### Task description
Rewrite all the entries below with "Tag one point" replaced by "Mark one point" each time it appears, keeping everything else the same and leaving out the pictures.

### Data for the task
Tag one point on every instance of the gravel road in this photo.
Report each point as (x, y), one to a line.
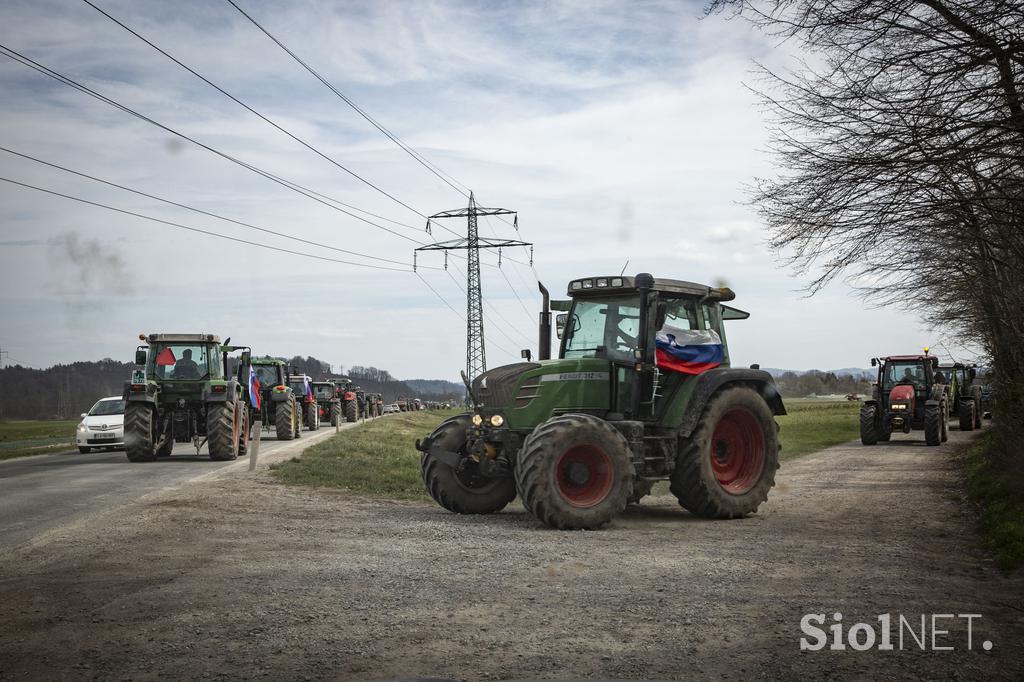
(239, 577)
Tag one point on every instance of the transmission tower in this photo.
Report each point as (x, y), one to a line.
(476, 361)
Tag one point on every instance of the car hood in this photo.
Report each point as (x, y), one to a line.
(100, 420)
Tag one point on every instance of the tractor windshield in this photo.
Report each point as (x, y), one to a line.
(267, 375)
(906, 373)
(184, 361)
(607, 328)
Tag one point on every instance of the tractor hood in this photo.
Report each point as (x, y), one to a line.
(526, 393)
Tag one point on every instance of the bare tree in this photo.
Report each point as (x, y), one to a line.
(900, 151)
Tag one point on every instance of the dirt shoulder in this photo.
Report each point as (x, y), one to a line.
(239, 577)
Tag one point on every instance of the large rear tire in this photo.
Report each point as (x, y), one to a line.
(462, 493)
(868, 424)
(574, 471)
(283, 419)
(933, 424)
(139, 432)
(727, 466)
(222, 430)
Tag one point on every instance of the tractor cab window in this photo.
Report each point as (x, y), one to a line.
(184, 361)
(910, 373)
(267, 375)
(606, 328)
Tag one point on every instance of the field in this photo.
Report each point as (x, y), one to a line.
(36, 437)
(378, 458)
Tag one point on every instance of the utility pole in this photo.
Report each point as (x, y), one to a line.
(476, 361)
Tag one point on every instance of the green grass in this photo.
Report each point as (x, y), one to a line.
(999, 498)
(812, 425)
(36, 437)
(376, 458)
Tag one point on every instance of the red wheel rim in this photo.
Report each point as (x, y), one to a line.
(737, 451)
(584, 475)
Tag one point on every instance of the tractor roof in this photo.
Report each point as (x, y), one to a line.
(182, 338)
(595, 285)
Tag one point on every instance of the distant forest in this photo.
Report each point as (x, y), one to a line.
(64, 391)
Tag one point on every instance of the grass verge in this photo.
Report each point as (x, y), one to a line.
(999, 499)
(376, 458)
(24, 438)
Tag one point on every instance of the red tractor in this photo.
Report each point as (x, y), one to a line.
(910, 393)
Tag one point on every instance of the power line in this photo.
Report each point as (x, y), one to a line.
(198, 229)
(295, 186)
(250, 109)
(201, 211)
(423, 161)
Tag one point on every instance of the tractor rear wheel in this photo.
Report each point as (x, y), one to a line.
(138, 432)
(869, 430)
(727, 466)
(574, 471)
(222, 427)
(283, 418)
(462, 492)
(933, 424)
(967, 415)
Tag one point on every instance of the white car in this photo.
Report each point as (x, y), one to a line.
(102, 426)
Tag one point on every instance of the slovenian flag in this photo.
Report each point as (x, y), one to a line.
(254, 388)
(689, 351)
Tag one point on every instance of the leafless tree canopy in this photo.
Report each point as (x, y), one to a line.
(900, 154)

### Written response
Mark one point on every instance of the gravel road in this photo.
Report each point as (x, y), one to a line.
(239, 577)
Mark one point on every instance of the transmission tower in this photo.
Report each point as (x, y), one to a line.
(476, 361)
Mark one point on every instance of the car hood in this photo.
Report each point as (x, y), one to a line.
(100, 420)
Mark one point on every instance of the tractor windshield in this photo.
Report each point as (x, y), one to a line.
(267, 375)
(906, 373)
(184, 361)
(607, 328)
Mark one point on every instance of the tractor hood in this photo.
Report each point as (x, y), one to a line.
(526, 393)
Mark one point on every instance of the bare tree in this photo.
Report each point as (x, y), one to a line.
(900, 151)
Mark one point on every instance of the dirt shoulder in this photo.
Report each point as (x, y), one to a line.
(239, 577)
Mark one point on every instance of the large rear tire in this photo.
Report each point as (x, y), one to a line.
(462, 493)
(868, 424)
(574, 471)
(283, 419)
(933, 424)
(139, 432)
(727, 466)
(222, 430)
Mark one point on every instance of the tractor cab window in this photo.
Report each point as (x, y), one to a line.
(184, 361)
(910, 373)
(267, 375)
(606, 328)
Mark one point on every instance of the field in this photo.
Report each point as (x, y), one to a line.
(36, 437)
(378, 458)
Mark one point on every instance of the utility pole in this photo.
Report each point as (x, y), one to a line.
(476, 361)
Mark one point on every instance of the green grass in this photo.
Report each point as (x, y), one to a line.
(999, 498)
(812, 425)
(36, 437)
(376, 458)
Mark one point on every instance of the red wheel rim in this photo.
Report each point as (x, y), one to a line.
(737, 451)
(584, 475)
Mark one point on every instance of the tractor roof in this photo.
Report each point as (x, y), one to a line.
(182, 338)
(595, 285)
Mark one point on every instance of the distant forest in this photo.
Report each point as (x, y), one to a line.
(64, 391)
Mark one point on every instance of the grass verge in this photo.
Report each point as (x, y), one to a line.
(999, 499)
(376, 458)
(24, 438)
Mark one point on every instance of the red tractor in this photo.
Report each point as (x, y), one to a line.
(910, 393)
Mark one point on every instance of the power line in this photo.
Report each point as (x, y), one to a line.
(198, 229)
(295, 186)
(250, 109)
(201, 211)
(423, 161)
Mark one point on every instance of the tractor rear wheel in this photo.
Report each point as (x, y), one to a line.
(138, 432)
(869, 430)
(727, 466)
(574, 471)
(222, 427)
(283, 418)
(462, 492)
(933, 424)
(967, 415)
Mark one point on every instance of the white car in this photo.
Report each point as (x, y), one to a line.
(102, 426)
Mark one point on every instance of the slovenian flag in this photo.
Report each point as (x, y), one to a line.
(254, 388)
(689, 351)
Mark one point on every instance of the leafless tree canopy in this photo.
Report each point as (x, y), one to a line.
(900, 154)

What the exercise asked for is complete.